◆ **WORK REQUIRED**
Reproduce verbatim the lines starting at the one that contains "I need to verify whether the asphalt" and ending at the last line of the items.

◆ **ITEMS**
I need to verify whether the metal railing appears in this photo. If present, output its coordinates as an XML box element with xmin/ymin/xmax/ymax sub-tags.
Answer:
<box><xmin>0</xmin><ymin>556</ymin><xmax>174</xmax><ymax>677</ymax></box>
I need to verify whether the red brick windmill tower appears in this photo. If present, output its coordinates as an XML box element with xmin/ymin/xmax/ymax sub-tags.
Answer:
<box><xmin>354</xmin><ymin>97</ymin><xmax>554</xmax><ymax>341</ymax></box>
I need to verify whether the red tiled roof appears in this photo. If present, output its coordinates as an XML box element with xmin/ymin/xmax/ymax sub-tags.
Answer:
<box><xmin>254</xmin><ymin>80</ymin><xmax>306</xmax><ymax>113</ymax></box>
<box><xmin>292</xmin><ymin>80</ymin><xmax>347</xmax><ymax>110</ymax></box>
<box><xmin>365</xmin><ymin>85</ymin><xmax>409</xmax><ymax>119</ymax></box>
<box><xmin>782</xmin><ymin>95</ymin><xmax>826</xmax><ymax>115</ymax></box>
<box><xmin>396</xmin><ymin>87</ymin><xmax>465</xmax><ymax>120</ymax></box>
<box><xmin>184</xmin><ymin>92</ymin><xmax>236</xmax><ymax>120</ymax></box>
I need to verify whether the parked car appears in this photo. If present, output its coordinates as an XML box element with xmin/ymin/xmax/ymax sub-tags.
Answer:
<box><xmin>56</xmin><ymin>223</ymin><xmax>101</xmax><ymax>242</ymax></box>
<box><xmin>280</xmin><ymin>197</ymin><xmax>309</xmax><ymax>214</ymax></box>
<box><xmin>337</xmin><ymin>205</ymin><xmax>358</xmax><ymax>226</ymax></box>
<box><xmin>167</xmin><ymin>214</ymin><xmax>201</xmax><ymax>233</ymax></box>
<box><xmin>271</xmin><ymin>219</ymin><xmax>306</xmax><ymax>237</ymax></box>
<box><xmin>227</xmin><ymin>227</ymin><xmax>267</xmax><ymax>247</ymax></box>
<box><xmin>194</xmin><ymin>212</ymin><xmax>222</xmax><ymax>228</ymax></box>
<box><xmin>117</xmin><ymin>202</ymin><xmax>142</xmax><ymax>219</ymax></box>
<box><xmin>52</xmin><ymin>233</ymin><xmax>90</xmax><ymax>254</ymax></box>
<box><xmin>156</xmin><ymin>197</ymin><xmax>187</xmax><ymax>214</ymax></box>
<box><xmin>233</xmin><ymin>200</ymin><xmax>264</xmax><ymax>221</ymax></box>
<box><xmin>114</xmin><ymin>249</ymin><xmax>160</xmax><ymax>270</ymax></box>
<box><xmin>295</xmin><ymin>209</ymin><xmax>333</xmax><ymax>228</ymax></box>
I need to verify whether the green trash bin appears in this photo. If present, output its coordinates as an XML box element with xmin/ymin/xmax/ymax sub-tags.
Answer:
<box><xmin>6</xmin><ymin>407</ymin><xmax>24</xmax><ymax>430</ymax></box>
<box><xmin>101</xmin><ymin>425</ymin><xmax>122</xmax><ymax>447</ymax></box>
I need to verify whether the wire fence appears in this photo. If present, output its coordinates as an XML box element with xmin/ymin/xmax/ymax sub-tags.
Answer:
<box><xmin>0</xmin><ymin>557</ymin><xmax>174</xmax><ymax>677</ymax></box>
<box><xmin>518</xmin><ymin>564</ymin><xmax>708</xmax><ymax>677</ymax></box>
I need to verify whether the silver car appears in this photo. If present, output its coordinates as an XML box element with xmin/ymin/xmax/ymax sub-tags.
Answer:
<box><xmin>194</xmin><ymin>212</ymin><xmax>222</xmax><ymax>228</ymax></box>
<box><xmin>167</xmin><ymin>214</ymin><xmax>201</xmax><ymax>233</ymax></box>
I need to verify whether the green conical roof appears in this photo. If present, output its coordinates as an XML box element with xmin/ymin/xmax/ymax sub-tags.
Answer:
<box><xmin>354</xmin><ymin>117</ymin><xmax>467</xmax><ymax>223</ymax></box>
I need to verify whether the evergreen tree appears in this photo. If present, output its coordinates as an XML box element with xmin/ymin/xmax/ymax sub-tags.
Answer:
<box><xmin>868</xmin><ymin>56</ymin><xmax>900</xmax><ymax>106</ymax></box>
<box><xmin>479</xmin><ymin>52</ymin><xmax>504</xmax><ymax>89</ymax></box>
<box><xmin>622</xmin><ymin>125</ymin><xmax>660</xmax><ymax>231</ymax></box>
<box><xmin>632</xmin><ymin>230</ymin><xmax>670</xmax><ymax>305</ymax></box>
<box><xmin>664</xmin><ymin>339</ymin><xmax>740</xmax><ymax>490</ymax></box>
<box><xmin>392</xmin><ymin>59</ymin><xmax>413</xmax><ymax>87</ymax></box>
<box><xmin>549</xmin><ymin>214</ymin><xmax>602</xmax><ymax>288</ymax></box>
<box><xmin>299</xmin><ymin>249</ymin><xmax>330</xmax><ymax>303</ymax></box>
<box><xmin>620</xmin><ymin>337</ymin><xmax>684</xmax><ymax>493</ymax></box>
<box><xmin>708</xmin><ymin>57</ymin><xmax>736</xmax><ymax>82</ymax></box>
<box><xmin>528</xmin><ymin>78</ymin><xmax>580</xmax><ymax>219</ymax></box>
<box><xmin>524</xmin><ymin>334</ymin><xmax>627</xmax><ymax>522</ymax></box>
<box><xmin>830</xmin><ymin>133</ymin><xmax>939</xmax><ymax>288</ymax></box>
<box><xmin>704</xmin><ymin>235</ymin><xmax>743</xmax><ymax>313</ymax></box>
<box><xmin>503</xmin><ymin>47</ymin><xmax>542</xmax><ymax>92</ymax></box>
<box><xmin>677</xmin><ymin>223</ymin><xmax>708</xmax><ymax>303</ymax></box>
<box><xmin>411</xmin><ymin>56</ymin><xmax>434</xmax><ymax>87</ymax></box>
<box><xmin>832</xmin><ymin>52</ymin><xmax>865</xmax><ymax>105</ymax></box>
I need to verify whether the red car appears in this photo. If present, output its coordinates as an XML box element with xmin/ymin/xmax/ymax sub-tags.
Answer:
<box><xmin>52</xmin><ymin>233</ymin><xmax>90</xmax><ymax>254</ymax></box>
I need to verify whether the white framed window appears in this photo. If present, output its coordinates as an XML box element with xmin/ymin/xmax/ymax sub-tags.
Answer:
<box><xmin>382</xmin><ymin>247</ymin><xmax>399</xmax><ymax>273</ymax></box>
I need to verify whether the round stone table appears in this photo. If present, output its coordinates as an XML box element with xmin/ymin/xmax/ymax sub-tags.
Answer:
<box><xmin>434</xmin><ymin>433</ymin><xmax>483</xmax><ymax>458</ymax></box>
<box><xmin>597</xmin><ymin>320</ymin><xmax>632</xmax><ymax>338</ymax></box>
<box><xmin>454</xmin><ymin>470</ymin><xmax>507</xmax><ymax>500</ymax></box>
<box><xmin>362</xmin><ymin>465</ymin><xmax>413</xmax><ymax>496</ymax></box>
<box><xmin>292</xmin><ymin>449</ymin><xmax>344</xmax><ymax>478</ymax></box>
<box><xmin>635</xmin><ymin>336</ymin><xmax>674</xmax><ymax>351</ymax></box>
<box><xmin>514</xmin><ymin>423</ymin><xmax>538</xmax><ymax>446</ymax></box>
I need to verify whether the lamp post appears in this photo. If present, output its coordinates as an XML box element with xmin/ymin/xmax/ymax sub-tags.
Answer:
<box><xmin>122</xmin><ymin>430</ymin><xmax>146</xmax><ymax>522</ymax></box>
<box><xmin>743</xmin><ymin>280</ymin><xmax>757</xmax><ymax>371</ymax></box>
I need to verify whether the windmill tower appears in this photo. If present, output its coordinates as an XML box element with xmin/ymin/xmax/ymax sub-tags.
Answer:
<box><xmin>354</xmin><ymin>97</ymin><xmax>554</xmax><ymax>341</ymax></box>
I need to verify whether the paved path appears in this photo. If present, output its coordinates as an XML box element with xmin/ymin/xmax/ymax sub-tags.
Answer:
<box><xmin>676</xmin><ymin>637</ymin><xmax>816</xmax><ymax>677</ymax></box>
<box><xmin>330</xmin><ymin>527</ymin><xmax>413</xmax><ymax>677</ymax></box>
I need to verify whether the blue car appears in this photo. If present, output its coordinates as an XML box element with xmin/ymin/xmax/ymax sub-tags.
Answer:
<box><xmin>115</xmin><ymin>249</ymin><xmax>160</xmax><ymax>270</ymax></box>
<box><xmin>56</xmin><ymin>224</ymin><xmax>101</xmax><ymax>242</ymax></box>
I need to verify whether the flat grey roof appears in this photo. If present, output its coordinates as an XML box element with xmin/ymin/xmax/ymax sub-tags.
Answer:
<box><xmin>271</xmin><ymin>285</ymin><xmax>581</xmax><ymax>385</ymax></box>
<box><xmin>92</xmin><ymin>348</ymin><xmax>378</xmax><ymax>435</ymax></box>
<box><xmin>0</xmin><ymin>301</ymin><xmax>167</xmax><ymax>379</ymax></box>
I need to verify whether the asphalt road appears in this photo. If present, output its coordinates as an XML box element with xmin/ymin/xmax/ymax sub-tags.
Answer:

◆ **WORKED ANSWER**
I need to verify whether the asphalt road appears in this photo. If present, output its coordinates as an XML box element with xmin/ymin/xmax/ymax sub-tags.
Answer:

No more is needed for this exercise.